TASK - Nothing but the lines from the one containing "If you could locate the front air" through the end of the data below should appear in the answer, each exact and free of pictures.

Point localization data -
§ §

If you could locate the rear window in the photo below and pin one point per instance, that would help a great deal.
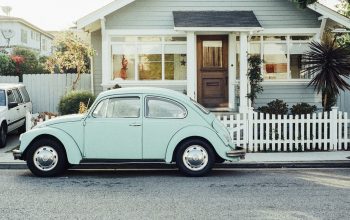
(25, 94)
(2, 98)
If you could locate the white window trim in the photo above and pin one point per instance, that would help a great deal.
(136, 43)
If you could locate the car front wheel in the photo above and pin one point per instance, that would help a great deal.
(46, 158)
(195, 158)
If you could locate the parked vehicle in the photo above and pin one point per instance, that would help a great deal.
(131, 125)
(14, 103)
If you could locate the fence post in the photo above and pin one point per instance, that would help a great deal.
(333, 128)
(250, 129)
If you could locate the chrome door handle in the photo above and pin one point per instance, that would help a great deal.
(135, 124)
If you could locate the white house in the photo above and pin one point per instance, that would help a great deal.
(201, 47)
(18, 32)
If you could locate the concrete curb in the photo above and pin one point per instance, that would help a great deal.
(240, 165)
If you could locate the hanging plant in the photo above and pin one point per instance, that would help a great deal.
(255, 77)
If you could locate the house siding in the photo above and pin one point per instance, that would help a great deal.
(291, 94)
(96, 42)
(157, 14)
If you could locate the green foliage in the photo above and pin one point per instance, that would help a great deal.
(7, 66)
(255, 77)
(69, 104)
(30, 61)
(71, 55)
(276, 107)
(328, 64)
(303, 108)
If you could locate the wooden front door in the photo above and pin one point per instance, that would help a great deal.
(212, 75)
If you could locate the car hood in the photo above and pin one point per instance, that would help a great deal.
(61, 119)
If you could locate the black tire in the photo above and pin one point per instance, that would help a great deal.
(37, 158)
(3, 135)
(203, 157)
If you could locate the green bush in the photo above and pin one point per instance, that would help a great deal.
(69, 104)
(7, 66)
(303, 108)
(30, 64)
(276, 107)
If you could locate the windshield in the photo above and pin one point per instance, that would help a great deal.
(204, 110)
(2, 98)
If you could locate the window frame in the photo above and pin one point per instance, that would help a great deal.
(108, 101)
(136, 42)
(168, 100)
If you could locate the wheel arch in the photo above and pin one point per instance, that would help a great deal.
(195, 132)
(73, 153)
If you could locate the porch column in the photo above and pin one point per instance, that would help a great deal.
(243, 84)
(191, 65)
(106, 73)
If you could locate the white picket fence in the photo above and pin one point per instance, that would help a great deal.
(259, 132)
(46, 90)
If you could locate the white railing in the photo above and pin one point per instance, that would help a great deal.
(259, 132)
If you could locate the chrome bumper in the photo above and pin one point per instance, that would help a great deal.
(17, 154)
(238, 152)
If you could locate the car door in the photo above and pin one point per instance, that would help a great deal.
(13, 119)
(114, 129)
(163, 118)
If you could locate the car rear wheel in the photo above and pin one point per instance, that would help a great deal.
(3, 136)
(195, 158)
(46, 158)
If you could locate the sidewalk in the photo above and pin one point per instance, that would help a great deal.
(253, 160)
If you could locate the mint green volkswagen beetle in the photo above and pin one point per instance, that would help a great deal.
(131, 125)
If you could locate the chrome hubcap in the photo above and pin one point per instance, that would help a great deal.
(195, 157)
(45, 158)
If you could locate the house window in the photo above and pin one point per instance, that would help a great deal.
(281, 55)
(24, 36)
(44, 44)
(149, 58)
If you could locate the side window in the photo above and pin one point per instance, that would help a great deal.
(11, 96)
(25, 94)
(101, 109)
(157, 107)
(18, 96)
(128, 107)
(2, 98)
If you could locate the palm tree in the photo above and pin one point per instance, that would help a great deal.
(329, 65)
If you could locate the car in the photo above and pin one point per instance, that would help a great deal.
(129, 125)
(14, 103)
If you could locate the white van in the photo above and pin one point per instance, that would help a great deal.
(14, 103)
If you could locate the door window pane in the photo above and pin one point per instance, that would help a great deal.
(212, 54)
(157, 107)
(101, 109)
(124, 108)
(275, 61)
(175, 62)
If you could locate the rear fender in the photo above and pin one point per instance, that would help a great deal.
(74, 153)
(197, 131)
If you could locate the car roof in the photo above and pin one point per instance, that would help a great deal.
(145, 90)
(10, 85)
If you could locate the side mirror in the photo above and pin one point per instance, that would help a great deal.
(12, 104)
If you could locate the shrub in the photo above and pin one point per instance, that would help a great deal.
(276, 107)
(70, 103)
(303, 108)
(7, 66)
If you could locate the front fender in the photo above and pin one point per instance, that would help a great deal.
(74, 154)
(197, 131)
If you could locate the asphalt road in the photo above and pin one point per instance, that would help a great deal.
(225, 194)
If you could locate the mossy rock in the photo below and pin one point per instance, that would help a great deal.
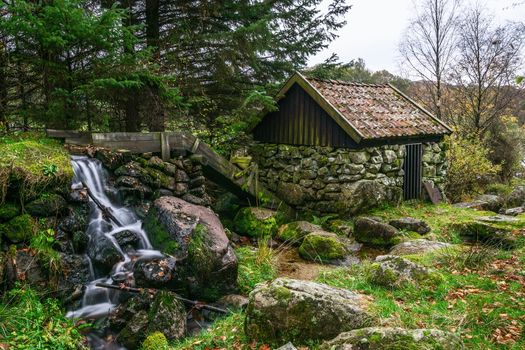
(33, 164)
(293, 310)
(396, 272)
(256, 222)
(386, 338)
(487, 233)
(159, 237)
(155, 341)
(47, 205)
(294, 232)
(8, 211)
(375, 232)
(18, 229)
(322, 246)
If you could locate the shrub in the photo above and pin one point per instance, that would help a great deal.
(28, 323)
(255, 265)
(155, 341)
(469, 168)
(506, 140)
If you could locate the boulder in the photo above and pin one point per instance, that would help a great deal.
(513, 211)
(76, 220)
(360, 196)
(256, 222)
(486, 232)
(196, 237)
(132, 187)
(112, 160)
(386, 338)
(127, 239)
(233, 301)
(341, 227)
(373, 231)
(78, 196)
(18, 229)
(143, 315)
(395, 272)
(157, 273)
(476, 205)
(155, 341)
(491, 202)
(517, 197)
(294, 310)
(73, 274)
(8, 211)
(103, 252)
(80, 241)
(294, 232)
(46, 206)
(24, 266)
(322, 246)
(410, 224)
(417, 246)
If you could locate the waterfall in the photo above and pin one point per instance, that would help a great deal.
(97, 302)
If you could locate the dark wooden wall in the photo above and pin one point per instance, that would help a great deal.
(301, 121)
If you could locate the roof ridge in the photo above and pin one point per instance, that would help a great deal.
(343, 82)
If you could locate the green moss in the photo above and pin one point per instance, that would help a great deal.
(256, 222)
(155, 341)
(47, 205)
(32, 163)
(294, 232)
(159, 237)
(8, 211)
(19, 229)
(282, 293)
(322, 247)
(254, 268)
(405, 236)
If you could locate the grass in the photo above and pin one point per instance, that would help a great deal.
(226, 333)
(256, 265)
(32, 324)
(481, 298)
(483, 305)
(33, 163)
(440, 217)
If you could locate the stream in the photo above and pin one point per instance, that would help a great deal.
(97, 302)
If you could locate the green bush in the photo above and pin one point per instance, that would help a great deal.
(28, 323)
(255, 266)
(155, 341)
(469, 167)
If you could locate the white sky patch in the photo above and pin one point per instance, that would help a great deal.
(375, 28)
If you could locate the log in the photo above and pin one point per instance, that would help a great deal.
(197, 304)
(105, 210)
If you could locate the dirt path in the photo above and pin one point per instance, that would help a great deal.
(291, 265)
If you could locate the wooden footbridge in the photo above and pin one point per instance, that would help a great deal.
(243, 183)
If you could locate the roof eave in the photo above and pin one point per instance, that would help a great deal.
(418, 106)
(330, 109)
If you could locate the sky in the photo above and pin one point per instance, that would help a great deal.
(375, 28)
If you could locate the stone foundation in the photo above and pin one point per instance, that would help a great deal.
(341, 180)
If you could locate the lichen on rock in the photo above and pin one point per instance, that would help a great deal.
(386, 338)
(322, 246)
(293, 310)
(256, 222)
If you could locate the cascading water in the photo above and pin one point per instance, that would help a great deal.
(97, 302)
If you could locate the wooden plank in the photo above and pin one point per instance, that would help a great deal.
(127, 136)
(433, 192)
(217, 167)
(165, 146)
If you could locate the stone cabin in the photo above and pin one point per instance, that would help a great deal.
(340, 147)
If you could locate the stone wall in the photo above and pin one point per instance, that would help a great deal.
(141, 179)
(340, 180)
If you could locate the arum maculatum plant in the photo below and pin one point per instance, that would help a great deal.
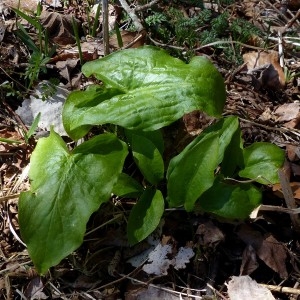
(142, 91)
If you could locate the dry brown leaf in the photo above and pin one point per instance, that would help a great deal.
(287, 112)
(25, 5)
(243, 288)
(59, 27)
(267, 248)
(293, 152)
(130, 39)
(266, 66)
(34, 289)
(295, 186)
(209, 234)
(249, 261)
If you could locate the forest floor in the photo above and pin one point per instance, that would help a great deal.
(256, 47)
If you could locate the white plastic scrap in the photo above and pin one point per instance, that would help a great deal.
(159, 262)
(244, 287)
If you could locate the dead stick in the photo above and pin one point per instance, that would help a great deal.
(105, 26)
(282, 289)
(289, 198)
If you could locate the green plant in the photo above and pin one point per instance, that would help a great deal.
(40, 54)
(143, 91)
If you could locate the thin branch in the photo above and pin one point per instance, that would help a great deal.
(146, 6)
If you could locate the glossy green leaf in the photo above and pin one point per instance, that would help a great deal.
(233, 155)
(192, 171)
(145, 215)
(148, 159)
(226, 128)
(262, 161)
(230, 201)
(126, 186)
(66, 188)
(80, 101)
(155, 137)
(151, 89)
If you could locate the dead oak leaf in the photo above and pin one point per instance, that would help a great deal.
(287, 112)
(267, 248)
(59, 27)
(265, 69)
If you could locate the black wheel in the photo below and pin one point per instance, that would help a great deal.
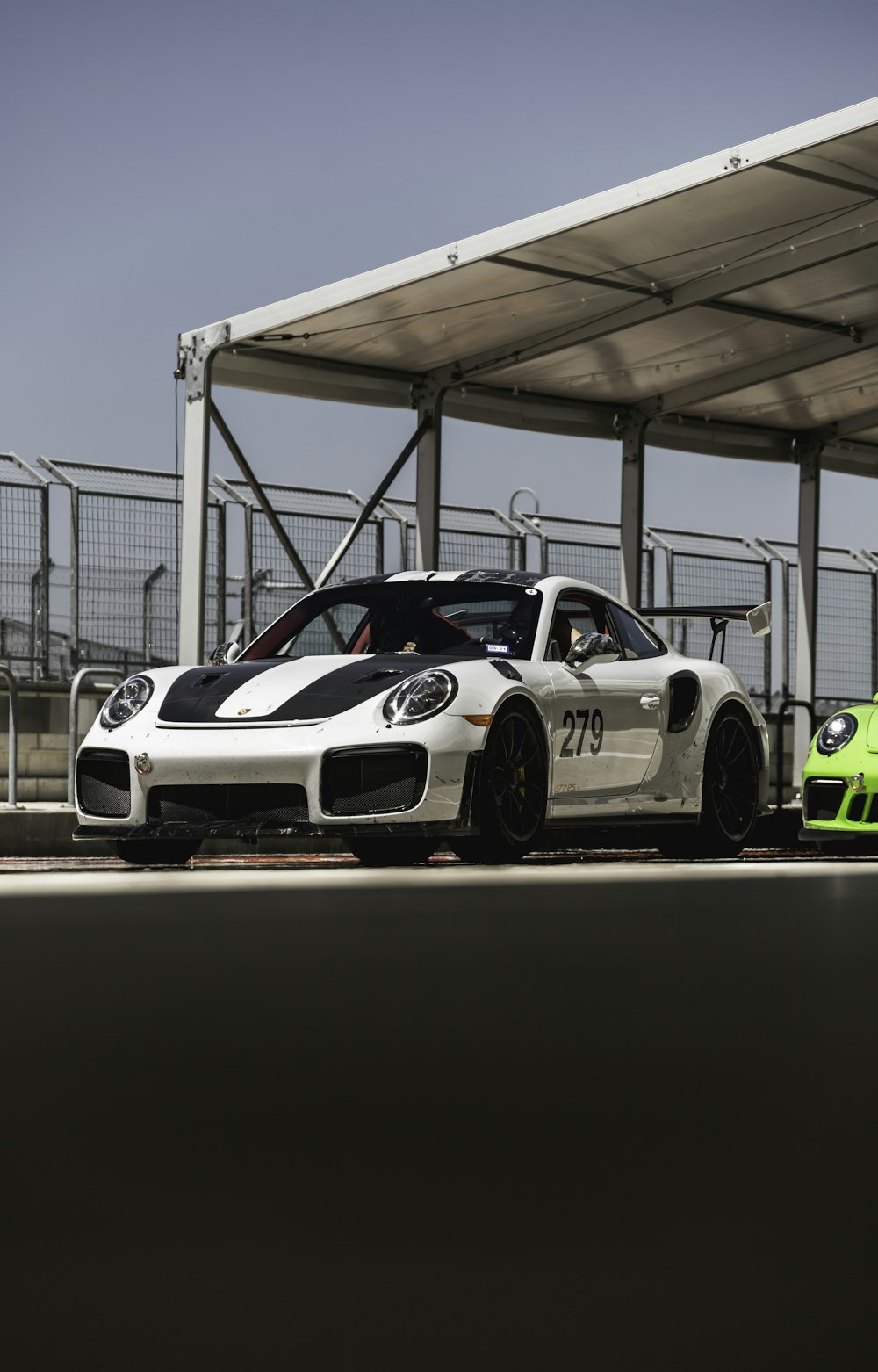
(392, 852)
(512, 798)
(154, 852)
(729, 796)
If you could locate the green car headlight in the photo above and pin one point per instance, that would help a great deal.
(420, 697)
(836, 733)
(126, 701)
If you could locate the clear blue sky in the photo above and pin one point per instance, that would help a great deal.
(169, 165)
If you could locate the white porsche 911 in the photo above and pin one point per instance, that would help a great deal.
(472, 708)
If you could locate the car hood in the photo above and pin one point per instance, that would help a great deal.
(291, 690)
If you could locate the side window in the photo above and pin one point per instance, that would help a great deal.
(634, 637)
(572, 617)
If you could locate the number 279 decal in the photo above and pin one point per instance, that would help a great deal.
(580, 720)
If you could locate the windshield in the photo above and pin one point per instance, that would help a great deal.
(445, 619)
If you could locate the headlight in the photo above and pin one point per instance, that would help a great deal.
(836, 733)
(420, 697)
(126, 701)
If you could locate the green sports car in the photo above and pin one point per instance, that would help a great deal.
(840, 781)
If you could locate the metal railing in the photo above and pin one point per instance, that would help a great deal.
(9, 676)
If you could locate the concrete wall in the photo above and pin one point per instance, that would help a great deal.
(575, 1118)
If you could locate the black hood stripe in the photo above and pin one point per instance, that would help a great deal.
(197, 696)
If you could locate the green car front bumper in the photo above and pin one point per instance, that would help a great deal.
(840, 789)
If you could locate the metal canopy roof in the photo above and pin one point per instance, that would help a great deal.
(734, 300)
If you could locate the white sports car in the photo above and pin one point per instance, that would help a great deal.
(472, 708)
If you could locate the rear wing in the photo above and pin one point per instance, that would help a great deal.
(756, 617)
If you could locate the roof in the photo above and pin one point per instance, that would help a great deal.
(733, 300)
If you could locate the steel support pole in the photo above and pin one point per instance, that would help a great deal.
(195, 363)
(368, 507)
(807, 595)
(194, 526)
(631, 430)
(428, 478)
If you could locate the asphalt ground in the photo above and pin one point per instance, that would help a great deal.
(344, 862)
(590, 1112)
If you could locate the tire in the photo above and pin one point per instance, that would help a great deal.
(392, 852)
(512, 792)
(155, 852)
(729, 796)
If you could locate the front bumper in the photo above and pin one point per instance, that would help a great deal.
(836, 811)
(250, 783)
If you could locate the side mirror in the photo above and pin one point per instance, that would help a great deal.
(593, 648)
(224, 654)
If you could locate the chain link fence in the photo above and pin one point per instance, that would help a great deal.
(717, 570)
(468, 537)
(846, 630)
(314, 522)
(125, 564)
(585, 549)
(117, 604)
(24, 568)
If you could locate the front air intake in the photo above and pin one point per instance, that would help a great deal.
(373, 781)
(103, 783)
(822, 798)
(276, 807)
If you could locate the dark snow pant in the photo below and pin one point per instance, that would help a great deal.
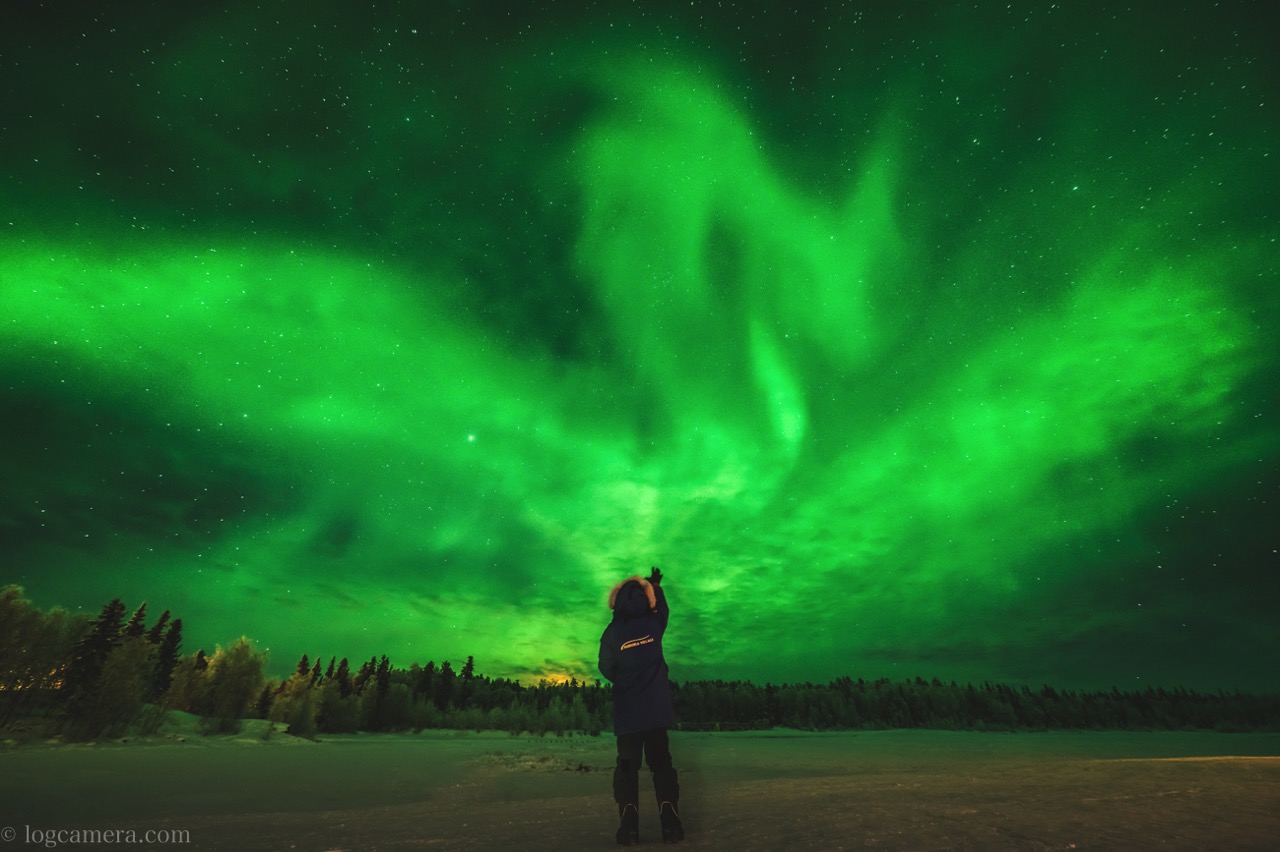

§ §

RESPONSE AREA -
If you could locate the front air intake in the photo above and pin one point per instance, that would help a great deal.
(373, 781)
(103, 783)
(822, 798)
(276, 807)
If you could locate the dark snow pant in the photo below and pin one point per instance, that would help a great deal.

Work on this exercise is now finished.